§ Task:
Copy out every line of the listing below unchanged.

§ Materials provided:
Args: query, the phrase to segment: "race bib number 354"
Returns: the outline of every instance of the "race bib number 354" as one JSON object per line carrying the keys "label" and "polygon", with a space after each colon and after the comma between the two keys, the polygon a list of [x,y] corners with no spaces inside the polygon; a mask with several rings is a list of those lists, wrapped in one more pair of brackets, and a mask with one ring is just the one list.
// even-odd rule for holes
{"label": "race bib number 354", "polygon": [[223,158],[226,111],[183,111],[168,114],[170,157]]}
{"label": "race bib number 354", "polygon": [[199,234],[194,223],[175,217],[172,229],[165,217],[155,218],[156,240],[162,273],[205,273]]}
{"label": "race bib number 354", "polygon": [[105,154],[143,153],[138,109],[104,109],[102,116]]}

§ Exercise response:
Args: query, the phrase to segment: "race bib number 354"
Returns: the outline of every instance of the "race bib number 354" as one JSON object per line carrying the keys "label" and "polygon", with a space after each colon and after the comma between the two keys, the polygon a list of [x,y] corners with no spaces inside the polygon; a mask with several rings is a list of those lists, wrapped in one more pair of brackets, and a mask with one ring is just the one list.
// even-odd rule for holes
{"label": "race bib number 354", "polygon": [[223,158],[226,111],[183,111],[168,114],[170,157]]}
{"label": "race bib number 354", "polygon": [[199,234],[194,223],[175,217],[172,229],[165,217],[155,218],[156,240],[162,273],[205,273]]}
{"label": "race bib number 354", "polygon": [[105,154],[143,153],[138,109],[104,109],[102,116]]}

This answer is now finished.